Exercise set —
1. In the article below on the Air Canada refund ruling, shorten the paragraph beginning "The dispute between Brenda Peterson" while keeping its main facts.
2. Write a continuation of the article below on the Air Canada refund ruling, picking up after its final sentence.

Passage for review —

Air Canada has been ordered to issue a woman a refund that she was promised after her flight to New Zealand was delayed nearly two years ago, according to a decision from B.C.’s Civil Resolution Tribunal.
The dispute between Brenda Peterson and the airline began on Christmas Eve of 2021, when Peterson did not arrive at the gate in time to board a plane departing Vancouver for Auckland and had to leave on a later flight. The reason for the missed flight and who was to blame were not at issue, the tribunal found.
The key issue was whether a refund was promised and whether that promise was kept.
“The parties undisputedly agreed that Ms. Peterson would accept a refund of the $550 in excess checked baggage fees,” tribunal member Alison Wake wrote in the ruling.
“To date, Ms. Peterson has not received the refund,” the decision also says.
Peterson was asking the tribunal to order the refund and was also seeking $4,000 in damages for the delay as compensation for “loss of income, financial hardship, and emotional, mental, and physical suffering.”
The airline was asking for Peterson’s claim to be dismissed entirely, arguing, in part, that it was not legally required to provide the refund.
The tribunal disagreed.
“Whether or not it was legally required, I find Air Canada offered the refund to Ms. Peterson in response to a complaint that she made to its customer service department,” the decision says.

Data —
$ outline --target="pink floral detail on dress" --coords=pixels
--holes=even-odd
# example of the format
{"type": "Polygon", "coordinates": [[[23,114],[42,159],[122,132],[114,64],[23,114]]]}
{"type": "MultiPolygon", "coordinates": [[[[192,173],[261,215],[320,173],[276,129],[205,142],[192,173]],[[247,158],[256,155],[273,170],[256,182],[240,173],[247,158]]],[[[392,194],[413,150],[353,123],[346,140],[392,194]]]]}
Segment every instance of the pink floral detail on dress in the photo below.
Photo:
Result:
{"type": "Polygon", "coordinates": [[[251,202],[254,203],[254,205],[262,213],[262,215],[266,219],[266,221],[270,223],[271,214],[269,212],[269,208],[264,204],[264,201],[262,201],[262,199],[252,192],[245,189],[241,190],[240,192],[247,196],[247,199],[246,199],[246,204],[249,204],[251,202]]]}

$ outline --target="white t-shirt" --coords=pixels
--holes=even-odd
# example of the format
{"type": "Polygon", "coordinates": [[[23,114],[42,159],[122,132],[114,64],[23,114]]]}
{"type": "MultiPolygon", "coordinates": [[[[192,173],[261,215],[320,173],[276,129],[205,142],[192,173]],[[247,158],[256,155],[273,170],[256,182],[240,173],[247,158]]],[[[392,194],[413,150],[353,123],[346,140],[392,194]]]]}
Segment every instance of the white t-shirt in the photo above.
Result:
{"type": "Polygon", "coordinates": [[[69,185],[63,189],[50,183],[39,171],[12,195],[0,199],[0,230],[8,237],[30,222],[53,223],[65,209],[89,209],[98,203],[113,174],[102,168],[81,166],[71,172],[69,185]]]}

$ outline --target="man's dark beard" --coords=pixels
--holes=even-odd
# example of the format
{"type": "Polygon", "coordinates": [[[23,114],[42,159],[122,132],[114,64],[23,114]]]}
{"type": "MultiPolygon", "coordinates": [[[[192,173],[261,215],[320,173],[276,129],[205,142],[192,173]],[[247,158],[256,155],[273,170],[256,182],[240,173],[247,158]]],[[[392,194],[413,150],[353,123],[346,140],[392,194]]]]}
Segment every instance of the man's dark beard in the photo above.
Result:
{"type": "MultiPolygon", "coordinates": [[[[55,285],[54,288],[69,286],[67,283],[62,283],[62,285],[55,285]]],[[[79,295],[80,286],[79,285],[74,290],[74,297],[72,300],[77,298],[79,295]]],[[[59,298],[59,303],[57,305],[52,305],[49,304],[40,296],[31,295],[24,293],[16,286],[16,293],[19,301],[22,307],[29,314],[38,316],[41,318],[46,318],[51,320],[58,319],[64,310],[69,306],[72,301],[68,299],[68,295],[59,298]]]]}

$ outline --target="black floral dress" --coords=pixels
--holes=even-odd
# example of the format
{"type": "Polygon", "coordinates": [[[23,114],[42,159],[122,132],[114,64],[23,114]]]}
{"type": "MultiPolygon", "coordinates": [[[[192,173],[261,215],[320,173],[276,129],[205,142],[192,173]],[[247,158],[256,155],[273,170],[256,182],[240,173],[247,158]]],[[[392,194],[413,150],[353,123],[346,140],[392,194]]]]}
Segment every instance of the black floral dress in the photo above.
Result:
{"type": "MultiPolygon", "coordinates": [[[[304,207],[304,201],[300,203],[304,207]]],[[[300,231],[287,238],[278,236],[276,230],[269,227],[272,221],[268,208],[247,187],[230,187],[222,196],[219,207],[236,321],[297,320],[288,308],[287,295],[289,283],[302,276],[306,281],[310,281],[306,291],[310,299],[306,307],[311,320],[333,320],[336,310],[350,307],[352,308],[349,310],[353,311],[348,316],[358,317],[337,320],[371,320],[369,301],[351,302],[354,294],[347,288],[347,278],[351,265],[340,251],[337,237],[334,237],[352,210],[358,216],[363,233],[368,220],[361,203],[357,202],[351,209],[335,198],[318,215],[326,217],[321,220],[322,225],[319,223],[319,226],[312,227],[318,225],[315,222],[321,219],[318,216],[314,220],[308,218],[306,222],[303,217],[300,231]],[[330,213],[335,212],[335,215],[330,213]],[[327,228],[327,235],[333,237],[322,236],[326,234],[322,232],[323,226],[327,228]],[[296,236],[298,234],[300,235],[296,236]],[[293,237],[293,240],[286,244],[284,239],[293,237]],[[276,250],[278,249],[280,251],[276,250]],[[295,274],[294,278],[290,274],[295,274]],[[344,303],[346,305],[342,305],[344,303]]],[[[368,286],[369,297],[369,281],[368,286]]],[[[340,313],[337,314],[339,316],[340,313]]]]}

Solved problems —
1. The dispute began on Christmas Eve 2021, when Peterson missed boarding her Vancouver–Auckland flight and took a later one. The tribunal found that the reason for the missed flight and who was at fault were not at issue.

2.
Finding in favour of Peterson on the issue of the refund, the tribunal referenced an email from March of 2022 in which a representative of the airline said, “Your refund is confirmed!”
The promised refund “undisputedly” never appeared. Peterson did not receive a cheque in the mail or a refund to her credit card, the decision says.
Peterson provided the tribunal with emails that she sent to the company on three occasions over the next three months trying to arrange for the refund.
“There are no responses from Air Canada in evidence,” Wake’s decision said.
“On Aug. 25, 2022, after Ms. Peterson had filed this CRT dispute, Air Canada emailed her to say it could send a cheque to a North American mailing address, or provide an international direct bank transfer. The evidence shows several emails between Ms. Peterson and Air Canada in the ensuing months, but Ms. Peterson undisputedly still did not receive the refund.”
Finding the airline was bound by its representative’s agreement with Peterson, the tribunal ordered Air Canada to pay Peterson $550 within 21 days, as well as $23.58 in interest.
The tribunal dismissed Peterson’s claim for damages, finding that there was no evidence that the delay had resulted in lost wages or otherwise taken a financial toll, and that there was no medical evidence submitted showing mental distress.
“While I acknowledge that Ms. Peterson has likely been frustrated and inconvenienced by Air Canada’s delay in processing her refund, I find she has not proven that she is entitled to damages as a result,” Wake concluded.